→ Supplied records:
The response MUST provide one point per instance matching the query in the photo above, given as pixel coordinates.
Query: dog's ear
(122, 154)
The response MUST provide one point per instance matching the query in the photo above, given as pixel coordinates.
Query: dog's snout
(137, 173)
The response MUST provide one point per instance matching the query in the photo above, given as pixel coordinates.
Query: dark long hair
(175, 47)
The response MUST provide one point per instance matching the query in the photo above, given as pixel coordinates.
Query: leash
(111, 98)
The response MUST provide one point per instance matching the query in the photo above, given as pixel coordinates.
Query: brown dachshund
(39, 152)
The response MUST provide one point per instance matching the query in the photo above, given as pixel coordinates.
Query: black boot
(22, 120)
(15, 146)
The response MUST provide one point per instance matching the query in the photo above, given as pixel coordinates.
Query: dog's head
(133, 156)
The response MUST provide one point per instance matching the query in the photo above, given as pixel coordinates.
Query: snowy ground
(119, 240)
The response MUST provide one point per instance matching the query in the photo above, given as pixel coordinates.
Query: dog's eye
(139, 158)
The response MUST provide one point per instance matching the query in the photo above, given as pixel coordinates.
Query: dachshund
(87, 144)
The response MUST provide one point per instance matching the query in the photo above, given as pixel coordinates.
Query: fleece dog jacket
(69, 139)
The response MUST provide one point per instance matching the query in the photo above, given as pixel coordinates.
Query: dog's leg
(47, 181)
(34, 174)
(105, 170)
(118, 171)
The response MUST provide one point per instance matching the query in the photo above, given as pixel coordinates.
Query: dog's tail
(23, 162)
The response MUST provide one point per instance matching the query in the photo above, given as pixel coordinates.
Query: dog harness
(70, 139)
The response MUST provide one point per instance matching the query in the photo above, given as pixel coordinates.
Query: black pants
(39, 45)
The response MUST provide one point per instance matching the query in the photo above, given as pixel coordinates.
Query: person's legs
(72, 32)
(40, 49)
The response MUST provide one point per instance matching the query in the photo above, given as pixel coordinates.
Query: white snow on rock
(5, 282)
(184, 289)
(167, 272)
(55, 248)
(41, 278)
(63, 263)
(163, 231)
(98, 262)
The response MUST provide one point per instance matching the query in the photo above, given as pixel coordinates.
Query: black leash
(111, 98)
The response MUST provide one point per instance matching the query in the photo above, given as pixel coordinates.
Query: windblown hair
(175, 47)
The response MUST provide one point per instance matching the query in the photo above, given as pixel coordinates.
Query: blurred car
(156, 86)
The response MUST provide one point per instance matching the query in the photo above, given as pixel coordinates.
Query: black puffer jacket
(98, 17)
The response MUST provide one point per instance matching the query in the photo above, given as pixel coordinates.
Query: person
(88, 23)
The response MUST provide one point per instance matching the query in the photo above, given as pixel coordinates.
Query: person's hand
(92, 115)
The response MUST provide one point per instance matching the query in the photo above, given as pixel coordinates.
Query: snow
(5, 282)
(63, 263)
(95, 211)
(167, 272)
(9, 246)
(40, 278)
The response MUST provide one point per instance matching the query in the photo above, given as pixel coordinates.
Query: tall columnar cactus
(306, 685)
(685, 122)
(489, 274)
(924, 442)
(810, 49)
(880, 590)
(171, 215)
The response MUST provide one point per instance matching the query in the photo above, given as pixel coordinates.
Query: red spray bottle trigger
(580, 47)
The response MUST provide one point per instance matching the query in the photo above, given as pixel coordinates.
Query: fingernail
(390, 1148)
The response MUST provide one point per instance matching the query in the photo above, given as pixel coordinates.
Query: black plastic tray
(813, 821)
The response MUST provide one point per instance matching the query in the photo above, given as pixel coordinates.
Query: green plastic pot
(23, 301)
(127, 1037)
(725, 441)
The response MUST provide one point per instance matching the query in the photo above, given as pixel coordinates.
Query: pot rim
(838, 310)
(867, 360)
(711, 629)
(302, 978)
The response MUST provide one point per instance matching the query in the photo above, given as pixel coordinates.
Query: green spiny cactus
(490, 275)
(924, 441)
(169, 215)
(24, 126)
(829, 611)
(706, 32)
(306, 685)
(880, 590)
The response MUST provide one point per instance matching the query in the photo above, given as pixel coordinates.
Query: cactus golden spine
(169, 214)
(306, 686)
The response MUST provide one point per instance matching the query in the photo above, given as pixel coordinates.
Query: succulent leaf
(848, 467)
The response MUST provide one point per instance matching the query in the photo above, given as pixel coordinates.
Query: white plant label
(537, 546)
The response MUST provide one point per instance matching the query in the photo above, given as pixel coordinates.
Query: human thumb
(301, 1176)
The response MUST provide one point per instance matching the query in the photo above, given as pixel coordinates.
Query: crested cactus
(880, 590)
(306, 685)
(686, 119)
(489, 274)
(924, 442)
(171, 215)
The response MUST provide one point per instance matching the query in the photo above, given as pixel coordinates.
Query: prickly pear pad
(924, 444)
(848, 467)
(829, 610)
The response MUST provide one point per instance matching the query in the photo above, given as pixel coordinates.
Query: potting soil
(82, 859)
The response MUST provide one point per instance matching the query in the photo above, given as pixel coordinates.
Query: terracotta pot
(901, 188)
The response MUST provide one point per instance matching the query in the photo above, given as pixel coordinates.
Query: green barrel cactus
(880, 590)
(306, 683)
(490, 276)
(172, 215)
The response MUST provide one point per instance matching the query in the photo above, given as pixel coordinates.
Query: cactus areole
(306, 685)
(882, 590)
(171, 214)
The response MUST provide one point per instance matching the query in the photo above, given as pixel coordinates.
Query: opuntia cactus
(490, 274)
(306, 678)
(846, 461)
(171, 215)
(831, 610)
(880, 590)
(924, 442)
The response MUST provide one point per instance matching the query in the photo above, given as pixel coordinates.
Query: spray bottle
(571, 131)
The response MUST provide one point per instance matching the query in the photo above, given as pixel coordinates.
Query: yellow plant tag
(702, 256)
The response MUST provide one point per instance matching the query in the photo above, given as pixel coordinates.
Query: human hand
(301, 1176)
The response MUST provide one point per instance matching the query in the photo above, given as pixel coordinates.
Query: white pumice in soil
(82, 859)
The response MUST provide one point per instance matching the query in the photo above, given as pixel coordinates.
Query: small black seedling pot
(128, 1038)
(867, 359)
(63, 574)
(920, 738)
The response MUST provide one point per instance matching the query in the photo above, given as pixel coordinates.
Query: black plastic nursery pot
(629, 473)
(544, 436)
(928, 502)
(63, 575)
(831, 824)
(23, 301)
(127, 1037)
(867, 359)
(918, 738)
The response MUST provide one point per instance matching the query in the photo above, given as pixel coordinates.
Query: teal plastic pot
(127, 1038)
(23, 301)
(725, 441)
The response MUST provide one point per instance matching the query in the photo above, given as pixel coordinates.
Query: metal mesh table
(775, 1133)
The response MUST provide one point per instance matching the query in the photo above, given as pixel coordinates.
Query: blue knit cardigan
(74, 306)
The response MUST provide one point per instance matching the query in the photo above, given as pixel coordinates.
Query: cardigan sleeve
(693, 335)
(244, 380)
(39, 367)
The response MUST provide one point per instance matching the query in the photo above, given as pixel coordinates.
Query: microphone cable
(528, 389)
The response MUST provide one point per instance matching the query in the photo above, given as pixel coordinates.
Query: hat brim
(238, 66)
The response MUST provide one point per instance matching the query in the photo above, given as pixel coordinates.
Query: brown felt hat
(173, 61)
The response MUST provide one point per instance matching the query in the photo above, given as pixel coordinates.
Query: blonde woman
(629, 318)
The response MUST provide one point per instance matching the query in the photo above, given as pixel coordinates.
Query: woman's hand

→ Task prompt:
All records shown above need to be written out again verbatim.

→ Solved problem:
The response MUST provide one point per instance matching the query in the photo above, given as pixel coordinates.
Query: dog's ear
(122, 154)
The response MUST provide one point per instance matching the query in the photo above, given as pixel coordinates.
Query: dog's snout
(137, 173)
The response MUST provide one point per instance matching the query in the photo above, given as pixel coordinates.
Query: dark long hair
(175, 47)
The response MUST provide one point per instance matching the query in the photo above, given as pixel coordinates.
Query: leash
(111, 98)
The response MUST provide one point per instance matching the query in the photo above, given as pixel coordinates.
Query: brown dachshund
(39, 152)
The response MUST provide one point per instance matching the query in the photo above, given as pixel coordinates.
Query: black boot
(22, 120)
(15, 146)
The response MUST provide one point per instance matching the query in the photo above, given as pixel coordinates.
Query: dog's head
(133, 156)
The response MUST provide one point per instance matching the query in the photo above, given as pixel coordinates.
Query: snowy ground
(119, 240)
The response MUST provide one point per instance matching the query in the photo above, given as pixel coordinates.
Query: dog's eye
(139, 158)
The response MUST provide one point per instance matching the query in the photo above, given as pixel coordinates.
Query: dachshund
(87, 144)
The response MUST provide one point per instance matching the query in the photo above, given as pixel coordinates.
Query: fleece dog jacket
(69, 139)
The response MUST provide one point per instance matching the query in the photo above, given as pixel coordinates.
Query: dog's leg
(47, 181)
(34, 174)
(105, 170)
(118, 171)
The response MUST provide one point per instance matching the query in the photo above, given as pixel coordinates.
Query: dog's tail
(23, 162)
The response MUST provide one point per instance matching the query in the photo above, given as pixel coordinates.
Query: dog harness
(70, 139)
The response MUST provide one point per instance matching the query in the photo above, given as pixel coordinates.
Query: black pants
(39, 45)
The response MUST provide one point per instance matching the query in the photo above, given as pixel coordinates.
Query: person's legs
(72, 32)
(40, 49)
The response MUST provide one point per instance matching the query in the photo above, given as pixel coordinates.
Query: white snow on rock
(5, 282)
(184, 289)
(167, 272)
(55, 248)
(41, 278)
(63, 263)
(163, 231)
(98, 262)
The response MUST provide one point per instance matching the query in the photo above, given as pixel coordinates.
Query: black leash
(111, 98)
The response MUST provide one point per instance matching the query in the photo above, given as pixel coordinates.
Query: windblown hair
(175, 47)
The response MUST provide one point per instance matching the query in the photo above, given as pixel coordinates.
Query: blurred car
(156, 86)
The response MUST provide one point per instance matching the query in the photo above, given as pixel coordinates.
Query: black puffer jacket
(98, 17)
The response MUST provide one point per instance matching the query in the photo above, given as pixel coordinates.
Query: person
(88, 23)
The response MUST provide one point per instance matching the query in the photo above, given as pixel coordinates.
Query: person's hand
(92, 115)
The response MUST provide one point per instance matching the query in the photo above, given as pixel coordinates.
Query: snow
(5, 282)
(63, 263)
(95, 211)
(167, 272)
(9, 246)
(40, 278)
The response MUST provide one point per instance matching the query in the photo above, given as pixel coordinates.
Query: tall columnar cactus
(306, 685)
(685, 122)
(489, 274)
(924, 442)
(810, 49)
(880, 590)
(171, 215)
The response MUST provide one point per instance matching the query in the photo above, given as pixel coordinates.
Query: red spray bottle trigger
(580, 47)
The response MUST provide one point per instance matching the query in the photo above, given as pixel coordinates.
Query: fingernail
(390, 1148)
The response MUST provide one point per instance matching the query in the photo above, given as pixel coordinates.
Query: black plastic tray
(813, 821)
The response MUST provide one point per instance matching the query in the photo above, given as pixel coordinates.
Query: green plastic pot
(23, 301)
(127, 1037)
(725, 441)
The response MUST provide one point per instance matching the query in the photo above, given as pixel coordinates.
Query: pot rim
(838, 310)
(867, 360)
(711, 629)
(302, 978)
The response MUST provide one point per instance matching the query in the photo above, given as pixel coordinates.
Query: green spiny cactus
(490, 275)
(924, 441)
(169, 215)
(24, 126)
(829, 611)
(706, 32)
(306, 685)
(880, 590)
The response MUST provide one point per instance matching the query in the photo above, given as pixel coordinates.
Query: cactus golden spine
(169, 214)
(306, 686)
The response MUST provide one point per instance matching the query in the photo above, given as pixel coordinates.
Query: succulent leaf
(848, 467)
The response MUST provide one point per instance matching the query in the photo above, given as pixel coordinates.
Query: white plant label
(537, 546)
The response MUST provide one point per instance matching the query in the photo above, given as pixel coordinates.
Query: human thumb
(301, 1176)
The response MUST provide one point per instance matching the query in the photo above, given as pixel coordinates.
Query: crested cactus
(880, 590)
(306, 685)
(686, 119)
(489, 274)
(924, 442)
(171, 215)
The response MUST provide one point per instance matching the query in the photo above, given as pixel coordinates.
Query: prickly pear pad
(924, 444)
(848, 467)
(829, 610)
The response MUST provide one point per instance matching the query in the photo above, given as pixel coordinates.
Query: potting soil
(82, 859)
The response MUST provide one point per instance matching the query in the photo above, given as pixel coordinates.
Query: terracotta pot
(901, 188)
The response MUST provide one point per instance matching the query in the photo above, given as pixel coordinates.
Query: green barrel cactus
(880, 590)
(306, 683)
(490, 276)
(172, 215)
The response MUST provide one point per instance matching the query in the photo above, given as pixel coordinates.
Query: cactus areole
(306, 685)
(882, 590)
(171, 214)
The response MUST provide one point per instance matching the query in the photo above, given as pixel coordinates.
Query: opuntia cactus
(490, 274)
(306, 678)
(846, 461)
(171, 215)
(831, 610)
(880, 590)
(924, 442)
The response MUST provide one point per instance matching the query in the photo above, given as pixel coordinates.
Query: spray bottle
(571, 131)
The response MUST provide one point per instance matching the query in the photo above, given as pixel coordinates.
Query: yellow plant tag
(702, 256)
The response MUST provide one point per instance matching the query in the photo above, given as pixel coordinates.
Query: human hand
(301, 1176)
The response MUST provide one point per instance matching the query in the photo above, given as pixel coordinates.
Query: white pumice in soil
(82, 859)
The response MUST provide one point per instance matching the query in the photo above, given as pixel coordinates.
Query: small black seedling pot
(128, 1038)
(867, 359)
(63, 574)
(920, 738)
The response MUST provide one point per instance matching the query in the photo above, given as pixel coordinates.
Query: black plastic nursery pot
(629, 473)
(544, 436)
(928, 502)
(63, 575)
(831, 824)
(23, 301)
(127, 1037)
(867, 359)
(918, 738)
The response MUST provide one point per instance matching the query in the photo above, given as pixel coordinates.
Query: teal plastic pot
(127, 1038)
(23, 301)
(725, 441)
The response MUST provide one point per instance matching the query in the photo above, given as pixel coordinates.
Query: metal mesh table
(775, 1133)
The response MUST provide one point per instance matching the query in the photo above, given as pixel coordinates.
Query: blue knit cardigan
(74, 306)
The response MUST provide one point per instance matching the query in the photo above, given as pixel coordinates.
Query: cardigan sleeve
(693, 335)
(244, 380)
(39, 367)
The response MUST provide one point per instance matching the query in the photo above, given as pixel coordinates.
Query: microphone cable
(528, 389)
The response MUST provide one point per instance matching the query in the photo above, given as pixel coordinates.
Query: hat brim
(238, 66)
The response MUST provide one point per instance matching the query in the photo above, given as pixel coordinates.
Query: brown felt hat
(173, 61)
The response MUST provide one point per instance matching the query in the photo above, given as pixel coordinates.
Query: blonde woman
(629, 318)
The response MUST provide one point per instance matching the query in the photo above, given as pixel coordinates.
Query: woman's hand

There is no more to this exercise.